Je voudrais vous y voir, mon cher collègue ! Voilà quelque temps, j'ai d'ailleurs invité M. le garde des sceaux à s'y rendre, puisqu'il est président du conseil général de la Loire, dans la région Rhône-Alpes, et sa visite serait fort appréciée.
Quand bien même les prévisions de construction se réaliseraient - n'oubliez pas, alors, de fermer les établissements dégradés -, les moyens en personnels ne suivront pas. On continuera de manquer de surveillants, faute des crédits nécessaires, mais aussi faute de candidats, tant les conditions de travail sont dures.
Voilà qui est plus grave : même si certaines amorces apparaissent dans le présent projet de budget, la terrible insuffisance des moyens humains et financiers n'est pas sans conséquences. Il en est ainsi pour tout ce qui touche à la santé des détenus, au traitement des maladies mentales d'un nombre grandissant de détenus, dont la place n'est pas en prison, au manque de moyens relatifs à l'éducation des mineurs, qu'il faut, d'une manière générale, sauf cas très exceptionnel, préserver de l'emprisonnement.
Il en est de même pour la formation générale et professionnelle, l'entretien physique, l'accès à des activités intellectuelles, manuelles, sportives, la préparation à la sortie de prison et le suivi ultérieur, autrement dit la réinsertion, le maintien des liens familiaux pendant la détention, l'aménagement des peines, les libérations conditionnelles, qui ne sont encore accordées qu'avec trop de parcimonie.

TRAVAIL DEMANDÉ 1:
Répondez aux questions suivantes d'après l'intervention sur les prisons.
(a) De quel conseil général le garde des sceaux est-il président ?
(b) Outre le défaut de crédits, pour quelle raison manquera-t-on encore de surveillants ?
(c) De quelle manière les libérations conditionnelles sont-elles encore accordées ?
TRAVAIL DEMANDÉ 2: Prolongez l'intervention sur les prisons à la suite de sa dernière phrase, dans le même registre.

Données d'ancrage fondées sur l'image:
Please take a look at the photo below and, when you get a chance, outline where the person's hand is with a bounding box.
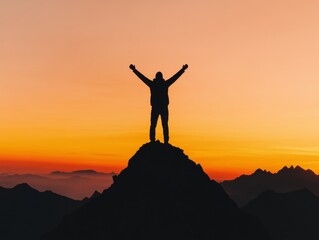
[183,64,188,70]
[130,64,135,71]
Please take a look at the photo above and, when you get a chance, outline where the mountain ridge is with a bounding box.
[44,142,270,240]
[221,165,319,206]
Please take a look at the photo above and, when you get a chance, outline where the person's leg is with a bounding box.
[161,107,169,143]
[150,108,159,142]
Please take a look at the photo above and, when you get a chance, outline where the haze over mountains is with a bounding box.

RÉPONSE FINALE 1:
(a) Celui de la Loire, dans la région Rhône-Alpes.
(b) Faute de candidats, tant les conditions de travail sont dures.
(c) Avec trop de parcimonie.

RÉPONSE FINALE 2:
Bref, les insuffisances en moyens frappent tous les facteurs qui permettent à l'emprisonnement d'être une sanction par la privation de liberté, et non pas une punition par la dégradation. Voilà pourquoi c'est bien trop souvent l'inverse qui se produit.
Comment ne pas relever aussi en amont l'insuffisance des crédits alloués du fait des retards pris vis-à-vis des associations oeuvrant pour la protection judiciaire de la jeunesse ? Quelles sont les perspectives aujourd'hui pour les projets éducatifs ? Un certain nombre d'entre nous ont des inquiétudes à ce sujet.
Comment aussi ne pas s'inquiéter de l'insuffisance de l'aide juridictionnelle qui, malgré une revalorisation de 6, 6 % de l'unité de valeur, continue de priver les plus démunis du droit légitime à être défendu ? M. Jean-Pierre Sueur présentera, sur ce point, un amendement au nom de notre groupe.
Ainsi, trop souvent, le système pénitentiaire fonctionne à rebours : il fabrique alors des révoltés, quand il ne détruit pas les individus, aggravant les tares de notre société, au premier rang desquelles on peut citer l'insécurité, avec son corollaire de victimes.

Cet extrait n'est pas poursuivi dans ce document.